STATED PROBLEM A: Repeat the passage of the article on Metro Vancouver's incinerator plans between "Chilliwack MLA John Les is furious at Metro Vancouver’s" and "the wast-to-energy facility.", inclusive, word for word.

MLA John Les furious at Vancouver’s incinerator plans

Chilliwack MLA John Les is furious at Metro Vancouver's incinerator plans, saying there is still a tough environmental review process ahead.

Chilliwack MLA John Les

Chilliwack MLA John Les is furious at Metro Vancouver’s waste-to-energy (WTE) incinerator plans, and says the Greater Vancouver Regional District has forgotten that the project would still need to pass a stringent provincial environmental review process.

Last month, GVRD Waste Committee Chair Malcolm Brodie told the media that “Whether people like it or not, that decision has been made,” referring to the wast-to-energy facility.

Les finds Brodie’s “belligerent” and “arrogant” comments inappropriate.

“It exposed on (Brodie’s) part a few factors that he seems to have forgotten…that whatever process (GVRD members) choose ultimately has to go through a complete provincial environmental review process. He seems to have conveniently, for now at least, brushed that out of the way as if that doesn’t matter,” says Les.

INPUT FOR THIS TASK:
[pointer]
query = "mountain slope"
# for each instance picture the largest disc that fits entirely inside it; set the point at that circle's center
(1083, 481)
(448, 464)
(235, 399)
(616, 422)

STATED PROBLEM B: Reproduce every one of the rows above exactly as they appear, line by line.

ANSWER A:
Chilliwack MLA John Les is furious at Metro Vancouver’s waste-to-energy (WTE) incinerator plans, and says the Greater Vancouver Regional District has forgotten that the project would still need to pass a stringent provincial environmental review process.

Last month, GVRD Waste Committee Chair Malcolm Brodie told the media that “Whether people like it or not, that decision has been made,” referring to the wast-to-energy facility.

ANSWER B:
[pointer]
query = "mountain slope"
# for each instance picture the largest disc that fits entirely inside it; set the point at that circle's center
(1083, 481)
(448, 464)
(235, 399)
(616, 422)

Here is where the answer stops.